▸ Document extract:
# # # # # # #

A unified voice rises from a divided place: Mr. President, please fix America

By Moni Basu, CNN

Ashburn, Virginia (CNN) - The alternating red and blue yard signs are long gone, and people here have gone back to familiar rhythms of life. Long morning commutes, after school soccer games and maybe a family dinner at Clyde's Willow Creek Farm.

But, as Barack Obama begins his second term, the air is decidedly unchanged in this northern Virginia community of tidy subdivisions and endless rows of townhouses.

After a viciously fought, pavement-pounding political campaign, the people are left divided, the gulf between them wide like the grassy medians that separate left and right sides of the roads that lead to the nation's capital.

There is the reliably Republican old Ashburn. Some of those folks remember lush fields and woods brimming with redbuds and ash. Legend has it the place took its name from an old ash struck by lightning so hard that it smoldered for a week.

There is the new divided Ashburn that looks like America's new normal. An explosion of growth in the last two decades turned this place from a largely white conservative constituency to one that is darker-skinned and comprised of more professional women. They call themselves progressive thinkers and are a big reason that Obama in 2008 became the first Democrat to win here - and in the state of Virginia - since Lyndon B. Johnson's victory in 1964.

This time, the commonwealth again hung in the balance. Loudoun County was a battleground within a battleground. Ashburn was its epicenter.

# # # # # # #

Saved data entries

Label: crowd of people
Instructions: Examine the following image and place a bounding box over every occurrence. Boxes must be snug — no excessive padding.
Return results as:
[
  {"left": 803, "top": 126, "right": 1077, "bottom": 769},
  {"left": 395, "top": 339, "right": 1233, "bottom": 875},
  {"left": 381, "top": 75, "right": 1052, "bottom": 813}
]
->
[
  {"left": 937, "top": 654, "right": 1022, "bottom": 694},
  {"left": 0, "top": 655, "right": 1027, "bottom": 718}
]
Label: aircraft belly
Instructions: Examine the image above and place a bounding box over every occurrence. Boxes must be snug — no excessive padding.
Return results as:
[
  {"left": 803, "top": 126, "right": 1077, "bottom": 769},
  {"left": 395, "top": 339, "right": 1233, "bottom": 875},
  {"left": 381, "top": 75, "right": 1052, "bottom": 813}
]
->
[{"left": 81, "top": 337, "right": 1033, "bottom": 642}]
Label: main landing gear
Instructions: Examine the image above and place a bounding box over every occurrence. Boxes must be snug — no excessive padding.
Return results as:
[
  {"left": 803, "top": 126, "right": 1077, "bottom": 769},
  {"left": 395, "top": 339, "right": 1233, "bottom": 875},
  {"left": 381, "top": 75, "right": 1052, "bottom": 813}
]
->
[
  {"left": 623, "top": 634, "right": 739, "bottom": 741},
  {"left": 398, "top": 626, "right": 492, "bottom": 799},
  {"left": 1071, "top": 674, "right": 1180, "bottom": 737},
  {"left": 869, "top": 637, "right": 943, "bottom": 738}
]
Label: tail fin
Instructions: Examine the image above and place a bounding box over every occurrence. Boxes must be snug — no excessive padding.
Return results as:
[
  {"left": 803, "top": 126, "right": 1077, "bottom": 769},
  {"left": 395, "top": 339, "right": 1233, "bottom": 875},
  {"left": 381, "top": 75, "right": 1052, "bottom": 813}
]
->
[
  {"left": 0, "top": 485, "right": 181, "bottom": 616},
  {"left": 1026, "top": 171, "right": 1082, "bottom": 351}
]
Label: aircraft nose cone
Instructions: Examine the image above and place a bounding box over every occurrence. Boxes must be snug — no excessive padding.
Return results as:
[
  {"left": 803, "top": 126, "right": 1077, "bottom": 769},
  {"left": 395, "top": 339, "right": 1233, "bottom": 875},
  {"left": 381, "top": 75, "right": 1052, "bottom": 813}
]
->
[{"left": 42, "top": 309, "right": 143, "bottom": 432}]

# # # # # # #

▸ Tasks:
**A)** Copy everything in the article on Ashburn, word for word, from "By Moni Basu, CNN" down to "for a week.".
**B)** According to the article on Ashburn, what does legend say the place took its name from?
**C)** Extend the article on Ashburn with a few paragraphs that pick up right after its last sentence.
The data above isn't needed for anything that comes next.

▸ Expected answers:
**A)**
By Moni Basu, CNN

Ashburn, Virginia (CNN) - The alternating red and blue yard signs are long gone, and people here have gone back to familiar rhythms of life. Long morning commutes, after school soccer games and maybe a family dinner at Clyde's Willow Creek Farm.

But, as Barack Obama begins his second term, the air is decidedly unchanged in this northern Virginia community of tidy subdivisions and endless rows of townhouses.

After a viciously fought, pavement-pounding political campaign, the people are left divided, the gulf between them wide like the grassy medians that separate left and right sides of the roads that lead to the nation's capital.

There is the reliably Republican old Ashburn. Some of those folks remember lush fields and woods brimming with redbuds and ash. Legend has it the place took its name from an old ash struck by lightning so hard that it smoldered for a week.

**B)** An old ash struck by lightning so hard that it smoldered for a week.

**C)**
In the end, Obama took Virginia with 51% of the vote to Mitt Romney's 47%, but Obama won in Ashburn's nine precincts by a mere 212 votes. In the Belmont Ridge precinct, the difference was six votes. That's how close it was here.

The people in Ashburn hold widely differing visions of how to steer America in the next four years, but they are tired of the partisan bickering in the halls of power in Washington. They wonder what happened to the voices of reason, the voices of moderation.

About eight in 10 people see partisan divide as the largest conflict among Americans, according to a Pew Research Center survey released last week.

Mitt Romney and Barack Obama entered the room a lot more than I thought they would. We're not feeling confident as a nation that we're doing well. - Mike Oberschneider

As Obama takes the inaugural oath Monday, the wish from divided Ashburn is voiced in unison: Mr. President, they say, "We want you to work with Congress. We want you to fix America."